Task description — Output each line from the one that contains "If you could" to the final line of the data below, exactly, and include nothing else.
───
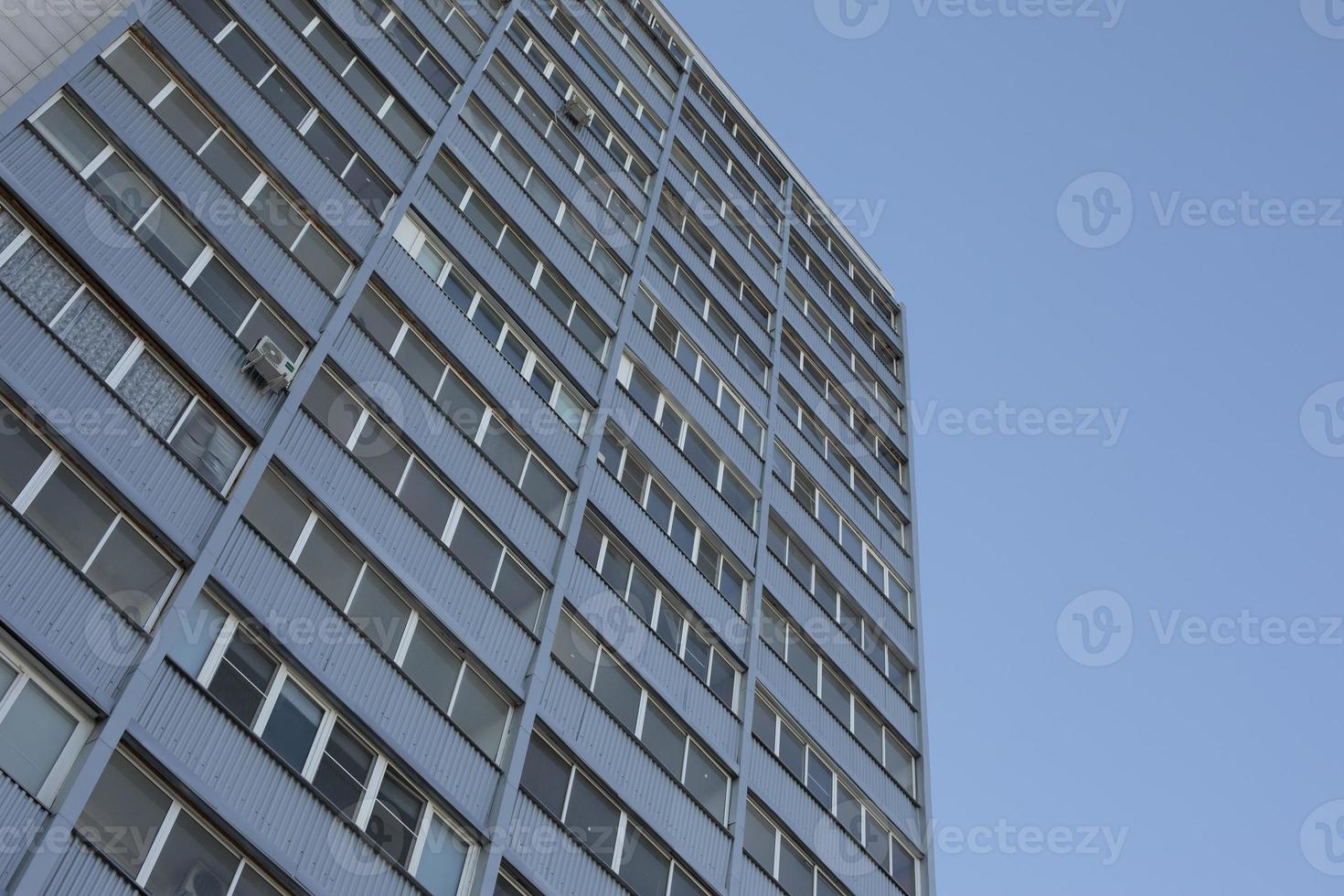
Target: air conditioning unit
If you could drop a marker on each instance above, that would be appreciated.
(271, 363)
(578, 111)
(200, 881)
───
Exercise solution —
If you could drop a marker on each instance above, that would be appreciated.
(271, 363)
(578, 111)
(200, 881)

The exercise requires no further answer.